━━━━━ Fragmento del texto

Narcotizados por una propaganda tan incesante como mendaz, toda una generación ha desarrollado una conciencia a contrapelo de la verdad histórica, pero lo suficientemente coercitiva como para que nadie ose evocarla.

En las últimas décadas, no ha habido figura más maltratada que la de Franco. A Franco se le ha negado no ya el derecho a un juicio justo, sino el mínimo derecho a la defensa. Una asfixiante red de corrección política, tejida entre la academia y los medios, ha atrapado su figura congelándola más allá de la caricatura.
Sin embargo, los españoles que vivieron la época jamás tuvieron la sensación de que las cosas eran como ahora se pretende. La impresión de vivir en un país sin libertad era inexistente, salvo en un puñado de gentes ideologizadas que no remitían esa ausencia de libertad sino al estricto terreno político.
Cuando Franco muere, en noviembre de 1975, una prospección demoscópica estadounidense señalaba que el 80% de los españoles consideraron su fallecimiento como una “gran pérdida”; el resto lo lamentaba en términos menos agudos, pero eran muy pocos los que manifestaban alegría alguna a los encuestadores norteamericanos.

━━━━━━━━━━
━━━━━ Material de origen

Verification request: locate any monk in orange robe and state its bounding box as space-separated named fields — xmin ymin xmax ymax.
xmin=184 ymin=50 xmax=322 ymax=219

━━━━━━━━━━

→ Consigna planteada 1
¿Podrías reescribir de forma más breve el párrafo del fragmento que empieza con «Sin embargo, los españoles que vivieron la época», conservando sus datos principales?
→ Consigna planteada 2
¿Puedes repetir literalmente el pasaje del fragmento comprendido entre «Narcotizados por una» y «estricto terreno político.», ambos incluidos?
→ Consigna planteada 3
Responde estas preguntas sobre el fragmento:
(a) ¿Por qué clase de propaganda dice que está narcotizada toda una generación?
(b) ¿Entre qué dos ámbitos se tejió la red de corrección política que menciona?
(c) ¿En qué mes y año muere Franco?

→ Resultado correcto 1
Quienes vivieron aquella época nunca percibieron las cosas como hoy se pretende. No tenían la impresión de vivir sin libertad, salvo un puñado de personas ideologizadas que limitaban esa carencia al terreno estrictamente político.

→ Resultado correcto 2
Narcotizados por una propaganda tan incesante como mendaz, toda una generación ha desarrollado una conciencia a contrapelo de la verdad histórica, pero lo suficientemente coercitiva como para que nadie ose evocarla.

En las últimas décadas, no ha habido figura más maltratada que la de Franco. A Franco se le ha negado no ya el derecho a un juicio justo, sino el mínimo derecho a la defensa. Una asfixiante red de corrección política, tejida entre la academia y los medios, ha atrapado su figura congelándola más allá de la caricatura.
Sin embargo, los españoles que vivieron la época jamás tuvieron la sensación de que las cosas eran como ahora se pretende. La impresión de vivir en un país sin libertad era inexistente, salvo en un puñado de gentes ideologizadas que no remitían esa ausencia de libertad sino al estricto terreno político.

→ Resultado correcto 3
(a) Por una propaganda tan incesante como mendaz.
(b) Entre la academia y los medios.
(c) En noviembre de 1975.